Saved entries
---+---

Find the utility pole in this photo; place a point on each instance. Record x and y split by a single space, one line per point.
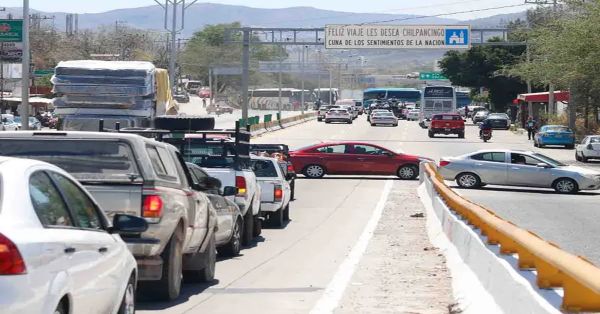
175 29
279 79
24 111
303 77
245 71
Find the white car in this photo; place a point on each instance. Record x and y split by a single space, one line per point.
275 190
413 115
387 118
338 115
58 251
588 149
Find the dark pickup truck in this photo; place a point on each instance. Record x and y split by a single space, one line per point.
447 123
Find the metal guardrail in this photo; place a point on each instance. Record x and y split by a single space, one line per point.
579 278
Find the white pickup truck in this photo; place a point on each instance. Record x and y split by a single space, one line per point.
224 154
275 190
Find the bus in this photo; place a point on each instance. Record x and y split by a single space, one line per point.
401 95
268 98
435 100
328 96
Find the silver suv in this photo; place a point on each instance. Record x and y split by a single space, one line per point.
134 175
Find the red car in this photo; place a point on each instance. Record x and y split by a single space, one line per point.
354 158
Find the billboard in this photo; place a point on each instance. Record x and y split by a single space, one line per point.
397 36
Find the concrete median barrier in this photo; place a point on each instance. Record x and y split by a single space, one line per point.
521 255
270 126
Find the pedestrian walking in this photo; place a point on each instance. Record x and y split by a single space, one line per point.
530 126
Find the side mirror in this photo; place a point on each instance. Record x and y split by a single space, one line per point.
229 191
128 224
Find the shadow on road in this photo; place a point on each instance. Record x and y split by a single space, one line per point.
187 291
352 178
522 190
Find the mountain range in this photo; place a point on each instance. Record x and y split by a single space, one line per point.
199 15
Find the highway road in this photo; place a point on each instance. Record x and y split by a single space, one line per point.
227 120
288 270
571 221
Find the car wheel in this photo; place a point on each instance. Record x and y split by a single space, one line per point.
314 171
248 227
408 172
468 180
207 273
276 218
232 248
565 186
257 226
128 303
169 286
286 213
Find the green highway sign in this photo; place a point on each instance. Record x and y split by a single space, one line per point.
11 30
431 76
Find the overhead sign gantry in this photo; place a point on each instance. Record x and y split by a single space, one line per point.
397 36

---+---

DIRECTIONS - Pictures excluded, quote all the data above exactly.

REPLY -
Find the utility pole in this photo; place a point on each instance. Record x and y split by a single space, one line per point.
175 29
279 79
24 111
303 77
245 71
Find the white car in this photo; place a point on each instance. Record x and y split by a single space, one line per point.
275 190
413 115
387 118
338 115
58 251
588 149
Find the dark pickup truck in this photo; place a point on each instance. Record x and y split by a single space, one line per point.
447 123
Find the metal guardrail in this photo; place a point on each instance. Record x and y split by a single space, one line per point.
579 278
Find the white pickup truck in this photo; place a point on each instance. Record x and y split by a single space, one line per point.
224 154
275 190
Find the bus in this photo; place a point on each instance. Record x and y split by a single space, one line per point.
401 95
268 98
435 100
328 96
Find the silver suv in this photo; place a point on each instance. Record x and y split by a single space, one line per point.
134 175
Find the red car in this photo; place a point on each instance. Record x and y split by a single space, one line per point.
354 158
Find the billboard in this photo; place a point on each instance. Record x and y split by a single space, one line per point.
397 36
Find the concrete median barrier in this photo; place a point on each instance. Record x and y split by a single space, one line per point.
521 255
270 126
Find the pedestrian walking in this photo; place a point on each instance. Record x and y split by a single space, one line per point.
530 126
Find the side mirror in this photo; place a point on each instance. Record x and y split by a single space, one line per point.
229 191
128 224
Find the shadow on road in this photo; place a point on each instance. Record x and y split by a single space, one line per point.
187 291
352 178
522 190
Find the mountain range in this photo; place a point on each instance. Record x and y split by a single space, one line per point.
199 15
Find the highway road in this photo; place a point on each instance. Record x and y split by a single space, one line per point.
227 120
288 270
571 221
Find the car wheel in this photo; place a point on each instance. Record x and y split by a single space, one line per point.
314 171
248 227
408 172
468 180
207 273
276 218
232 248
565 186
257 226
128 303
169 286
286 213
Find the green highway sign in this photo; place a point on each instance. Record x and y split by a single space, one line per point.
11 30
431 76
Find the overhead sign gantry in this photo; place a point on each instance. Record x and y split by a single space, one line per point.
397 36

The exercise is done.